■ **DOCUMENT PASSAGE**:
[START]

Since `$\hat{y}$` does not change residuals, SST, SSE, SSR stay the same, so `$R^2$` will not change.

`$$\begin{aligned} y=\hat{\beta_0}+\hat{\beta_1}x_1+\hat{\beta_2}x_2+\hat{u}&\Rightarrow y=\hat{\beta_0^*}+\hat{\beta_1^*}x_1^*+\hat{\beta_2^*}x_2+\hat{u}^*\\ y\rightarrow cy\quad y^*&=cy\\ \Rightarrow \hat{\beta_0^*}&= c\hat{\beta_0}\quad \hat{\beta_1^*}= c\hat{\beta_1}\quad \hat{\beta_2^*}= c\hat{\beta_2}\quad \hat{u}^*=c\hat{u}\\ \end{aligned}$$`

SST, SSE, SSR all change (multiplied by) same amount, so `$R^2$` will not change.

---

###Week 5

`$$E(\hat{\mathbf{\beta}}|\mathbf{X})=\mathbf{\beta}\qquad Var(\hat{\mathbf{\beta}}|\mathbf{X})=\sigma^2 (\mathbf{X'X})^{-1}$$`

`$$\mathbf{u}|\mathbf{X}\sim N(\mathbf{0}, \sigma^2\mathbf{I_n})$$`

* Assumption MLR.6 or E.5 (Normality): Conditional on X the population errors are normally distributed.

`$$Normal\ Distribution\ + Randomness \Rightarrow i.i.d. (independent\ identical\ distribution)$$`

i.e. Conditional on explanatory variables, population errors `$\mathbf{u}_i$` are i.i.d. `$N(0, \sigma^2)$`

---

* MLR.1 - MLR.6 are **Classical Linear Model (CLM)** assumptions.

Under CLM assumptions 
`$$\hat{\mathbf{\beta}}|\mathbf{X}\sim N(\mathbf{\beta}, \sigma^2(\mathbf{X'X})^{-1})$$`

`$$\hat{\beta}_j|X\sim N(\beta_j, Var(\hat{\beta}_j))$$`

`$$Var(\hat{\beta}_j)=\sigma^2\{(\mathbf{X'X})^{-1}\}_{jj}$$`

`$$\frac{\hat{\beta_j}-\beta_j}{sd(\beta_j)} \sim N(0,1)$$`

`$sd(\hat{\beta}_j)$` depends on `$\sigma$`, which is unknown.

* Using `$\hat{\sigma}$` as an estimator of `$\sigma$`, instead of normal distribution, we are getting a **t distribution**.

`$$\frac{\hat{\beta_j}-\beta_j}{se(\beta_j)} \sim t_{n-k-1}=t_{df}$$`

t distribution has fatter tails than N(0,1).  
As df increases, it gets more similar to N(0,1).

---
* ***T TEST***

**t statistic** (or *t ratio*)

`$$t_{\hat{\beta}_j}=\frac{\hat{\beta}_j}{se(\hat{\beta}_j)}$$`

The size or the **significant level** `$\alpha$`  
the probability that we reject the null when it is true (*Type I error*)

> If `$H_0 : \beta_j=r$`, then `$\frac{\hat{\beta_j}-r}{se(\beta_j)} \sim t_{n-k-1}$`

A `$(1-\alpha)\%$` **confidence interval** is defined as `$\hat{\beta}_j\pm c\times se(\hat{\beta}_j)$`, where `$c$` is `$(1-\frac{\alpha}{2})$` percentile of a `$t_{n-k-1}$` distribution (Two sided test).

[END]

■ **WORK TO DO**:
**1.** From the regression notes, write out the part starting with "The size or" and going on through "(Two sided test).".
**2.** List every sum of squares that the regression notes name by abbreviation.

■ **GIVEN DATA**:

[START]

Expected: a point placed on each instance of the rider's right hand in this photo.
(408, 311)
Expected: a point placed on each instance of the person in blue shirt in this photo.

[END]

■ **RESULTS BY TASK**:
**1.**
The size or the **significant level** `$\alpha$`  
the probability that we reject the null when it is true (*Type I error*)

> If `$H_0 : \beta_j=r$`, then `$\frac{\hat{\beta_j}-r}{se(\beta_j)} \sim t_{n-k-1}$`

A `$(1-\alpha)\%$` **confidence interval** is defined as `$\hat{\beta}_j\pm c\times se(\hat{\beta}_j)$`, where `$c$` is `$(1-\frac{\alpha}{2})$` percentile of a `$t_{n-k-1}$` distribution (Two sided test).

**2.** SST, SSE, SSR